Dataset items
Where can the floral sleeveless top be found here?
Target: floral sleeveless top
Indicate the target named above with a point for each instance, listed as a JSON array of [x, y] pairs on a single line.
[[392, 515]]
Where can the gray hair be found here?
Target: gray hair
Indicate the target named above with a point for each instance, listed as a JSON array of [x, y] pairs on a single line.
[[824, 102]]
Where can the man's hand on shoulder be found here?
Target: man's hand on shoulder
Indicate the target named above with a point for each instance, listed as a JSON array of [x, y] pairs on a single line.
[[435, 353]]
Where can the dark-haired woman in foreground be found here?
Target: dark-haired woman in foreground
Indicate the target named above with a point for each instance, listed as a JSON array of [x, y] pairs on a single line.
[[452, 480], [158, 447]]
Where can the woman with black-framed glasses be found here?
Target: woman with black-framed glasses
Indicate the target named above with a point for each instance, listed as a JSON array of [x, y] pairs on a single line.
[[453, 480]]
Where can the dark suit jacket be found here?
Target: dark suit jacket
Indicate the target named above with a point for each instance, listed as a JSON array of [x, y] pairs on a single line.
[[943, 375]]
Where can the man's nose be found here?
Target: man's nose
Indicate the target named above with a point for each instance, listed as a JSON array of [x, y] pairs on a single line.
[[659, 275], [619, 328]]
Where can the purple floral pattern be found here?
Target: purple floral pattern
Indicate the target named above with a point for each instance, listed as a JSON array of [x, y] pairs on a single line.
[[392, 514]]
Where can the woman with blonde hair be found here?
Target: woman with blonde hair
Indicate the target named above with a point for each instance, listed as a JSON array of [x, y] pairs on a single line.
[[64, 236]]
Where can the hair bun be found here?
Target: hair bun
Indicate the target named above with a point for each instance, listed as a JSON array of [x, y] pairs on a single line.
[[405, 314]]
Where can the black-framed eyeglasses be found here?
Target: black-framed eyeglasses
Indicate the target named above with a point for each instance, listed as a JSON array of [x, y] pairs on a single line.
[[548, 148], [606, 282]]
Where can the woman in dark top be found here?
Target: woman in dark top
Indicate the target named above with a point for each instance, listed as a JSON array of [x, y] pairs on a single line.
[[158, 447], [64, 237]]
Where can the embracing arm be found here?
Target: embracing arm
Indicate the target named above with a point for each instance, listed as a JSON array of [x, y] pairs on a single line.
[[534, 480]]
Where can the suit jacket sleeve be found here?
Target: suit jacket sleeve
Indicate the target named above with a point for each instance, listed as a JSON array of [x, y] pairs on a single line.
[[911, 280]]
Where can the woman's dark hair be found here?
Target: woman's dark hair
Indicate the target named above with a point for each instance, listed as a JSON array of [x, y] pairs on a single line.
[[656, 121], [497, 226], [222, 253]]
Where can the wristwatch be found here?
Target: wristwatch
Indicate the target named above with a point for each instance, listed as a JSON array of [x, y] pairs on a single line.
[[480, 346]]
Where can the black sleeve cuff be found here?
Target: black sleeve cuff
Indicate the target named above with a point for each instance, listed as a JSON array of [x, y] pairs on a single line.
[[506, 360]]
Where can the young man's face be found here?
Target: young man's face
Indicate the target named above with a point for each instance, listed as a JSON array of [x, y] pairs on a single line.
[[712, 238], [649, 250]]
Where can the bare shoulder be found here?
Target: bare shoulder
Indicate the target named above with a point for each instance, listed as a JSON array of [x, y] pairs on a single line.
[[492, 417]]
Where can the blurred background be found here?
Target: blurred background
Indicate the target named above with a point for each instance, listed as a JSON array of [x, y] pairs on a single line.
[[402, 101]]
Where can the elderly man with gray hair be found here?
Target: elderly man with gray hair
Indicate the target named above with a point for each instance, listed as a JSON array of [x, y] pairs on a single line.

§ Brief
Every record above needs to be repeated word for word.

§ Full answer
Where can the floral sleeveless top be found here?
Target: floral sleeveless top
Indicate the target named above with a point for each instance, listed as a JSON array of [x, y] pairs on a single line.
[[392, 515]]
Where can the gray hair be found here?
Target: gray hair
Indicate the target named above with a point for each instance, listed as a JSON array of [x, y] pairs on a single line.
[[824, 102]]
Where can the man's hand on shoulder be found here?
Target: man's hand on shoulder
Indicate the target named above with a point for each instance, listed as a JSON array of [x, y] pairs on a single line.
[[435, 353]]
Where can the dark-haired woman in foreground be found here?
Target: dark-haired woman in foreground
Indicate the target named above with a point for each instance, listed as a JSON array of [x, y] pairs on a single line.
[[452, 480], [158, 447]]
Where can the woman with black-framed glasses be found here?
Target: woman with black-framed glasses
Indicate the target named above with a point for each instance, listed as a JSON array of [x, y] pairs on a single line.
[[453, 480]]
Where can the dark suit jacket be found here?
Target: dark suit jacket
Indicate the target named above with a point for each instance, listed as a JSON array of [x, y] pairs on a single line.
[[943, 375]]
Where can the man's nose be found here?
Target: man's nose
Indicate the target named above with a point for each instance, listed as a JSON array of [x, y] pairs on a single line.
[[659, 275], [619, 328]]
Where can the purple floral pattern be found here?
Target: purple floral pattern
Indicate the target named above with a point for each instance, listed as a JSON array of [x, y] pairs on a single line.
[[392, 514]]
Where can the woman with blonde hair be found here?
Target: woman with blonde hair
Indicate the target named above with a point for each instance, listed as a JSON array of [x, y] pairs on a single line.
[[64, 236]]
Where can the hair bun be found here?
Target: hair bun
Indicate the target named above with a point for each instance, listed as a JSON array of [x, y] pairs on a single line.
[[405, 314]]
Where can the black-framed eyeglasses be found here?
Target: black-framed eyeglasses
Indicate the target named above with a point for each instance, listed as a JSON array of [x, y] pairs on a single line.
[[548, 148], [606, 282]]
Where can the woman in dark top be found here?
Target: woman in dark top
Indicate the target named above with a point for each instance, listed as a JSON array of [x, y] pairs on a single line.
[[158, 447], [64, 237]]
Where can the embracing arm be found here?
Target: embracing arm
Indicate the target named above with a point for each instance, listed as a JSON array of [x, y] pairs on a single line.
[[534, 480]]
Where can the suit jacket sleeve be found here?
Target: suit jacket sleeve
Indicate the target named above with a point for each instance, listed as a JSON array of [x, y] pairs on a single line.
[[911, 280]]
Where can the woman's dark hair be found here?
Target: woman's dark hair
Indicate the target named above with a point for each instance, listed as a JSON array of [x, y] pairs on a single line.
[[656, 121], [497, 226], [222, 253]]
Where can the wristwatch be found here?
Target: wristwatch
Indicate the target named above with a point for each instance, listed as a JSON array of [x, y] pairs on a single line.
[[480, 346]]
Where can the black sleeve cuff be found here?
Target: black sleeve cuff
Indicate the target named above with a point for each instance, listed as a JSON array of [x, y] pairs on a single line.
[[506, 360]]
Where can the young man's face be found here?
Target: young man's face
Indicate the target named above with a point for each instance, listed as a JSON array of [x, y] pairs on a single line.
[[712, 238], [649, 250]]
Where can the bare shoulder be found here?
Target: bare shoulder
Indicate the target named above with a point for each instance, listed as a JSON array of [x, y] pairs on a single line.
[[492, 417]]
Where can the blurred background be found here?
Target: blurred background
Indicate the target named above with a point for each instance, listed as a JSON array of [x, y] pairs on a single line.
[[402, 101]]
Where can the elderly man with gray hair be found here?
Target: elderly man with gray hair
Indicate the target named above with a point for each instance, listed as a JSON array of [x, y] pairs on a single line.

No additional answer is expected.